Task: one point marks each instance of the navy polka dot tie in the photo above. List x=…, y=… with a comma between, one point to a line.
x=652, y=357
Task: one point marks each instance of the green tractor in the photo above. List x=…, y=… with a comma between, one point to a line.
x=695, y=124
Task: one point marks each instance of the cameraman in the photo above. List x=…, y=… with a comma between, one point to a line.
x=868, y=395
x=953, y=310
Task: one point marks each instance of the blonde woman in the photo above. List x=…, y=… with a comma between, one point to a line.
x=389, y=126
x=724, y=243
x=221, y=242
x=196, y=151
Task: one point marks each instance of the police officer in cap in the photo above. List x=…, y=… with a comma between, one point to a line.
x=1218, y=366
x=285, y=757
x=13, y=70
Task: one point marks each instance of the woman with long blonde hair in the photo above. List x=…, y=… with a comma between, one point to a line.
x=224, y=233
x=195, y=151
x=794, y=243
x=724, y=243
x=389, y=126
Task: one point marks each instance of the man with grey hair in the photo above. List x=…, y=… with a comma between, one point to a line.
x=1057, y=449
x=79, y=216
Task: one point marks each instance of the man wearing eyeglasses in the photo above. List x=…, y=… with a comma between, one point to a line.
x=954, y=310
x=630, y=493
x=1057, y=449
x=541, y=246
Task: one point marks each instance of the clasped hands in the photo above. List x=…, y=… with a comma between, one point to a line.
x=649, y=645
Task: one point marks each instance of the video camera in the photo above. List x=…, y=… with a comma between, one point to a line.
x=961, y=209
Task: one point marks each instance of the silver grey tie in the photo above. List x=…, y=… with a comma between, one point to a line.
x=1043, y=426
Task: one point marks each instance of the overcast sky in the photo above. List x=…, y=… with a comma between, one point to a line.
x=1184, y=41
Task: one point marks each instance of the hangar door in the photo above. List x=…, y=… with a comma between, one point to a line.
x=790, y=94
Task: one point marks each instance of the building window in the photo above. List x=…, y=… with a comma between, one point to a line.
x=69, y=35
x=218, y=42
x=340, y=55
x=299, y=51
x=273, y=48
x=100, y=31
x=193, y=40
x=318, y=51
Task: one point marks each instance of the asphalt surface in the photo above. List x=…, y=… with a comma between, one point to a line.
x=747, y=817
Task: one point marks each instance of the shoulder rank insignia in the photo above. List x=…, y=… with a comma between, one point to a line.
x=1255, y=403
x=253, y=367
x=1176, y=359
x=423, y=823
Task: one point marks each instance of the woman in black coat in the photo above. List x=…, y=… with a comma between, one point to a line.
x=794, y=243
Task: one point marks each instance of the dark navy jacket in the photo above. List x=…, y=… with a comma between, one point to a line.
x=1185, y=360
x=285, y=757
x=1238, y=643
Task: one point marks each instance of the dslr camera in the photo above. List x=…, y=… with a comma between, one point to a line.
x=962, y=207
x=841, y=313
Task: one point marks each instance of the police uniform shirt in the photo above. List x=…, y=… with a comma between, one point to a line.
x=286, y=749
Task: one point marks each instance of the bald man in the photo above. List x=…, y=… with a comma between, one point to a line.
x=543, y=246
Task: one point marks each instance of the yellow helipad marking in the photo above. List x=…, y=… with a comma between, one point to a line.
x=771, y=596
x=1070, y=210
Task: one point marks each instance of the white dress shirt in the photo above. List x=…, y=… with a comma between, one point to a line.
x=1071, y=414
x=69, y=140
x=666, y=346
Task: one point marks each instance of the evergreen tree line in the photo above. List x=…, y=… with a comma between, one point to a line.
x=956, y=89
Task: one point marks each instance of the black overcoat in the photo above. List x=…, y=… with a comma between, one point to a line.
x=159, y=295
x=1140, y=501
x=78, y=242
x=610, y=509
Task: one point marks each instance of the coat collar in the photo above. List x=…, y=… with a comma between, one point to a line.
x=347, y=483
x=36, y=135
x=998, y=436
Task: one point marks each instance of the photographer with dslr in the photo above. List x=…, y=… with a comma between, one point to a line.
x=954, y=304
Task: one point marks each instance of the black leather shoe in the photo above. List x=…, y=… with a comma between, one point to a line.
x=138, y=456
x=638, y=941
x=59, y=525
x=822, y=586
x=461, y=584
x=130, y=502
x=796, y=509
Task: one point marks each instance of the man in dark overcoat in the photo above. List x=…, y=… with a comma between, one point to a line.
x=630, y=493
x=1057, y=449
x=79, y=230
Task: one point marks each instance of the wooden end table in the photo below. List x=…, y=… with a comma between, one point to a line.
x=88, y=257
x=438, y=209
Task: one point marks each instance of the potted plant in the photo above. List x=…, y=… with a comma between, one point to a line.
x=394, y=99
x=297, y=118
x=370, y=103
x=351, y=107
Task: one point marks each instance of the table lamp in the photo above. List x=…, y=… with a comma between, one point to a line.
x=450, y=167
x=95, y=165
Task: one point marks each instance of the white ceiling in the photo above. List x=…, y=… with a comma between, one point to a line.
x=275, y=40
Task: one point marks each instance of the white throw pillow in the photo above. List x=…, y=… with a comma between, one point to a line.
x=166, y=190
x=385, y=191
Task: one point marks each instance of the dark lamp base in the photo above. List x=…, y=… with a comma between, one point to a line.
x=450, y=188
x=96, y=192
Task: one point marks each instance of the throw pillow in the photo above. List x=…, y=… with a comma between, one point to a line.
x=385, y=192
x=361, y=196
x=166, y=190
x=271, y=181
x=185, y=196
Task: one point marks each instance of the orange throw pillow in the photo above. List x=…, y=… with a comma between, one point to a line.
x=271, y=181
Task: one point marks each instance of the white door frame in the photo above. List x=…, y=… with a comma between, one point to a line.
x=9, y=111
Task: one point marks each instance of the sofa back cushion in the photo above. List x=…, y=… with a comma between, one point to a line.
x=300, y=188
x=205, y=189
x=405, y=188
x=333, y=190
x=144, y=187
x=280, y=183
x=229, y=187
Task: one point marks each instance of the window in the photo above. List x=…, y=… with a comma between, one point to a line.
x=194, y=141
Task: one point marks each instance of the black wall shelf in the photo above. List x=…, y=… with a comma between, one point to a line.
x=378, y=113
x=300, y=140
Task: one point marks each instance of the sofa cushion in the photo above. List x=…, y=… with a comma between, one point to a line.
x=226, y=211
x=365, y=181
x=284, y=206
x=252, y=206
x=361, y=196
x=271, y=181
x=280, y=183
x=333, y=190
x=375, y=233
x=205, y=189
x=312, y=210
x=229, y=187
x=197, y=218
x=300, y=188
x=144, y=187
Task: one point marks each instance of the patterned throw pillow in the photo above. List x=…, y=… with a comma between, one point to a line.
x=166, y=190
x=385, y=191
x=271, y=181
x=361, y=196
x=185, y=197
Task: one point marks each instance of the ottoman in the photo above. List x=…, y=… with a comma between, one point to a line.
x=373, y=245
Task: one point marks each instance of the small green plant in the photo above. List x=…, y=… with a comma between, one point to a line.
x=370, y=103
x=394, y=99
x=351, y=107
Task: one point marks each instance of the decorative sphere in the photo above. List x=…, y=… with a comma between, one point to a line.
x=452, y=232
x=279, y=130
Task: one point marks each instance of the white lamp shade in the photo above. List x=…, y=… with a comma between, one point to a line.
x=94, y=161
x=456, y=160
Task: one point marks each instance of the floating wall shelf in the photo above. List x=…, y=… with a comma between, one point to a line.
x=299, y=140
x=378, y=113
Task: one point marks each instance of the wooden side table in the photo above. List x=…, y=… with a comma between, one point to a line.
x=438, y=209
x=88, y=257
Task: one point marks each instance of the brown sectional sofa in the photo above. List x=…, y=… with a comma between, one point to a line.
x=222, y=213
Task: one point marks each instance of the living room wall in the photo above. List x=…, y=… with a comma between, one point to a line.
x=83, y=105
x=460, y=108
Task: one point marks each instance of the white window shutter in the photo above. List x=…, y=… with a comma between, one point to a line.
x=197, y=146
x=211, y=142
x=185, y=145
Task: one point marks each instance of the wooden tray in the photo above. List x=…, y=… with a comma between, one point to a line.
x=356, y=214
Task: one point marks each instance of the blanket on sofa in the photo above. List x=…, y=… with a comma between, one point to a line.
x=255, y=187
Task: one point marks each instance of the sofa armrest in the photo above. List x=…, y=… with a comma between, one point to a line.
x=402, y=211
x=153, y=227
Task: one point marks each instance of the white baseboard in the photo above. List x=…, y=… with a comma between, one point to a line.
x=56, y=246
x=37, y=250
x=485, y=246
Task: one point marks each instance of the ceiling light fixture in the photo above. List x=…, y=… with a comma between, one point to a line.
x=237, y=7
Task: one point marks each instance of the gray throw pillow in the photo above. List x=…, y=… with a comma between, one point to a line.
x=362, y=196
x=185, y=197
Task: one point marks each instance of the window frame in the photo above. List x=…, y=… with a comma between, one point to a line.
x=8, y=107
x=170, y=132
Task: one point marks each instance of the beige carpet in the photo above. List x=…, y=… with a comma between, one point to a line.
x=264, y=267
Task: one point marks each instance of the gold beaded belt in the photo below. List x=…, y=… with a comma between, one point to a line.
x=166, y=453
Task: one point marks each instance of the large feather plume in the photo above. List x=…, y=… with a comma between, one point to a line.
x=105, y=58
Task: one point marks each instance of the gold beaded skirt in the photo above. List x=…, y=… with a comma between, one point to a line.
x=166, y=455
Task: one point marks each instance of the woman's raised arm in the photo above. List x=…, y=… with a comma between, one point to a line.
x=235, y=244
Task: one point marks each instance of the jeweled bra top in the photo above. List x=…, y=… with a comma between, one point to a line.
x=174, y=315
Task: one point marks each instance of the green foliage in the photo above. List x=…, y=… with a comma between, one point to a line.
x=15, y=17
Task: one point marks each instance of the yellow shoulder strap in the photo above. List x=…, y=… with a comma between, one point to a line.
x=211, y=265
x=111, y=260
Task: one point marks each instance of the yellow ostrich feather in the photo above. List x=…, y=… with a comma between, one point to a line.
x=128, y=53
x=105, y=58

-=-=-=-=-

■ 任务说明
请从材料中含有“Task: one point marks each instance of the hangar”的那一行开始，到含有“x=423, y=823”的那一行为止（首尾两行都包括在内），只把这些行重新写出，其余文字保持原样。其中答案里的每个坐标数值都乘以2.25，再四舍五入取整（正好是 .5 时进位）。

■ 练习答案
Task: one point marks each instance of the hangar door in the photo above. List x=…, y=… with a comma between, one point to a line.
x=1778, y=212
Task: one point marks each instance of the building window in the photo above. List x=…, y=… with a comma between, one point to a line.
x=155, y=79
x=491, y=95
x=765, y=124
x=673, y=115
x=614, y=108
x=225, y=70
x=434, y=90
x=716, y=115
Task: one point marks each instance of the asphalt surface in the photo above. List x=…, y=… with a comma between, one point to a line.
x=1681, y=1838
Task: one point marks each instance of the shoulder rank insignia in the photo above. List x=…, y=… with a comma between, one point to a line.
x=2824, y=907
x=569, y=826
x=2646, y=808
x=952, y=1852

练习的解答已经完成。